Brano fornito ->
Walter Veltroni e la rifondazione della sinistra

Veltronidi Massimo Jasonni

Walter Veltroni delinea su «la Repubblica», 29 agosto, una rifondazione della sinistra che tale, in realtà, non è. In essa si evocano due padri del socialismo, Piero Calamandrei e Altiero Spinelli, ma la citazione è tanto immotivata, quanto impropria alla luce del contesto. Di Calamandrei, che anche Berlusconi vantava fantasticamente essere suo affine, si tace il programma di trasformazione della società, fondato sul diritto al lavoro, sull’effettiva partecipazione dei lavoratori al governo, sul diritto al salario, ovvero l’essenza di un pensiero che si trasfuse in Costituzione repubblicana. Di Altiero Spinelli si omette di dire che l’Europa, di cui l’allievo di Cattaneo fu portavoce a Ventotene, ha a che fare con l’attuale Unione europea come le vongole alla marinara con il brodo dei tortellini.

Sicché la democrazia «veloce e trasparente», che Veltroni propone in contrappunto a una democrazia lenta e debole, non può essere accostata al ricordo di Calamandrei o di Spinelli, semmai rimanda a ciò che è rock e ciò che rock non è, di Adriano Celentano.

Il Nostro si appella poi a papa Francesco, sul cui pacifismo nessuno dubita, trattandosi di dogma basilare della teologia cristiana. Ma è pur vero che la storia del socialismo racchiude al suo interno un antimilitarismo di matrice politica ben vivo e pulsante, forse meritevole di una riconsiderazione che in Veltroni non c’è. Anche quanto al tema della memoria, sicuramente derelitta nell’universo del dominio delle oligarchie finanziarie sul Diritto e sulla Politica, il richiamo veltroniano a Enzo Bianchi ci sta, ma è sintomatico che esso non faccia minimo appello alle pagine di Aldo Capitini sulla nonviolenza e sulla compresenza, nella storia, dei vivi e dei morti. Pagine che gradiremmo sapere se Veltroni amerebbe fossero reinserite nei programmi scolastici.

Non abbiamo alcun motivo per «strologare sulle ragioni» dello scritto di Veltroni. Più semplicemente ne riscontriamo una mancata rifondazione della sinistra, un retroscena, in definitiva, non poi così distante, salva diversità di toni e accenti, dal palco che contestammo, sin dalla prima sua apparizione, della Stazione Leopolda. Il quadro già allora appariva non laico e geneticamente altro rispetto alle tradizioni socialiste del nostro paese.

In ogni caso, non appare rifondativa di un partito che abbia anima “liberalsocialista”, nei termini forgiati da Capitini, una riflessione che non parta dalla spaventosa divaricazione creatasi tra pochi troppo facoltosi e troppi in condizioni di indigenza; e che trascuri di cogliere le cause della desertificazione culturale, il vuoto etico-politico che ammorba il c.d. postmoderno.

Consegna -> Aggiorna il brano su Veltroni: riscrivi la parte che comincia con "In ogni caso, non" e termina con "il c.d. postmoderno.", mettendo "povertà" al posto di "indigenza".

Dati forniti ->
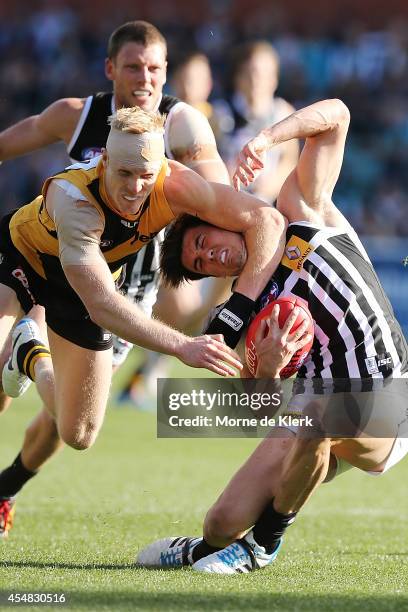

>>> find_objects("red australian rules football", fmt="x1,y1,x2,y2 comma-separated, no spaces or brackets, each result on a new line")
245,297,314,378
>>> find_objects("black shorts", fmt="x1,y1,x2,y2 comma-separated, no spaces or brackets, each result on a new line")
0,215,112,351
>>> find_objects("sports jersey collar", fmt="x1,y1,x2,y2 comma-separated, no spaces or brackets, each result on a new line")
111,93,163,115
97,157,139,221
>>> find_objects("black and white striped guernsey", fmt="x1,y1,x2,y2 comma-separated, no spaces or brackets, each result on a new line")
257,222,408,379
67,92,180,314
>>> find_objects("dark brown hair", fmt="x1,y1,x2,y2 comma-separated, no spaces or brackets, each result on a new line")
108,21,167,59
160,214,210,287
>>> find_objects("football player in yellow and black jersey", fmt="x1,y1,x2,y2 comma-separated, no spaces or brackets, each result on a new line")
0,107,286,536
0,21,233,535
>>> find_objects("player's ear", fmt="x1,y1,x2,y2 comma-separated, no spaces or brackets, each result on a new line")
105,57,115,81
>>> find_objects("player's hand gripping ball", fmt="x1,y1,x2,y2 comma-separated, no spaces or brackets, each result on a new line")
245,297,314,378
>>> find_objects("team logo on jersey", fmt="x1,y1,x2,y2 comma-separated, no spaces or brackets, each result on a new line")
81,147,101,160
281,236,314,272
364,353,394,374
255,279,279,312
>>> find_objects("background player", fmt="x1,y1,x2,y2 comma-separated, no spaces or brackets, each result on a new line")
0,21,229,536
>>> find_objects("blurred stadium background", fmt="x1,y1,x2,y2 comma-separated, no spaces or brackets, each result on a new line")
0,0,408,612
0,0,408,333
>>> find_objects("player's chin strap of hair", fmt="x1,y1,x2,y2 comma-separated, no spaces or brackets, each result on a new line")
204,291,255,348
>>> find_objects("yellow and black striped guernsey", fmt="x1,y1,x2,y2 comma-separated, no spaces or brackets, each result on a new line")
9,158,174,279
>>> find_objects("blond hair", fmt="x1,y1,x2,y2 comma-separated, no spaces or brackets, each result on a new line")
108,106,166,134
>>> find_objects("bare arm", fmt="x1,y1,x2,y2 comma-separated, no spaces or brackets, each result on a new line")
234,99,350,220
46,179,240,376
168,103,230,185
0,98,84,161
165,162,286,300
64,255,241,376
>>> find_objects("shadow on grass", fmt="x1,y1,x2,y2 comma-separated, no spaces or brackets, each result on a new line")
3,592,408,612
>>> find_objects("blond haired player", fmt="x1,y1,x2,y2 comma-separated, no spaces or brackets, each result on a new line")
0,107,285,536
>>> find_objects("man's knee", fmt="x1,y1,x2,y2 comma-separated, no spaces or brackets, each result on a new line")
293,438,330,456
58,421,99,450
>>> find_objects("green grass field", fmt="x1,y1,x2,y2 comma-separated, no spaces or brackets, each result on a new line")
0,356,408,612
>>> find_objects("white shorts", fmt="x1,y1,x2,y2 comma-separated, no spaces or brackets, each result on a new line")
334,438,408,482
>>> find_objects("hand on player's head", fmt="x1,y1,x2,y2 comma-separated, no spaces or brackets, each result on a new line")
177,334,242,376
232,133,268,191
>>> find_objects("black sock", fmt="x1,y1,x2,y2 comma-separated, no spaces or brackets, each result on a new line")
14,340,51,380
253,500,297,554
0,453,37,499
191,538,222,563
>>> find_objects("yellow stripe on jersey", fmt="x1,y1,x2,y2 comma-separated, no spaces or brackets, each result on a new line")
281,236,314,272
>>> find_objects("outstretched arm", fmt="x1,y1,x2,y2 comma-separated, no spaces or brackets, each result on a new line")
166,102,230,185
0,98,84,161
233,99,350,218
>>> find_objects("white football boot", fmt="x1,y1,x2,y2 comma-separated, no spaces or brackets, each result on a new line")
192,531,282,574
136,537,202,569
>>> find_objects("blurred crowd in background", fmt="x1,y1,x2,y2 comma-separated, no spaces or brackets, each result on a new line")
0,0,408,236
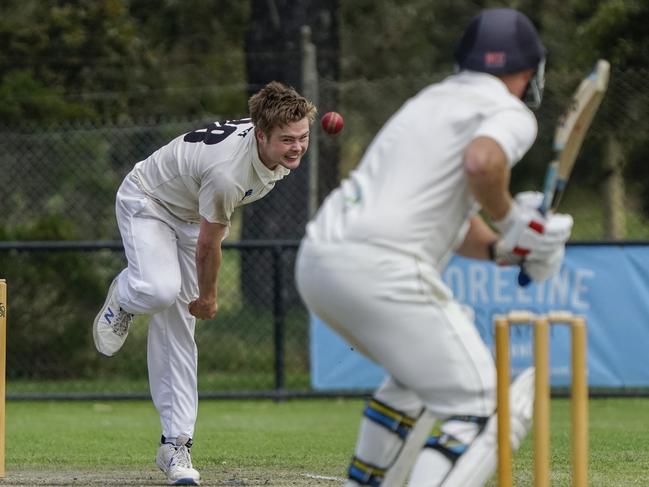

Soluzione scritta ->
In ogni caso, non appare rifondativa di un partito che abbia anima “liberalsocialista”, nei termini forgiati da Capitini, una riflessione che non parta dalla spaventosa divaricazione creatasi tra pochi troppo facoltosi e troppi in condizioni di povertà; e che trascuri di cogliere le cause della desertificazione culturale, il vuoto etico-politico che ammorba il c.d. postmoderno.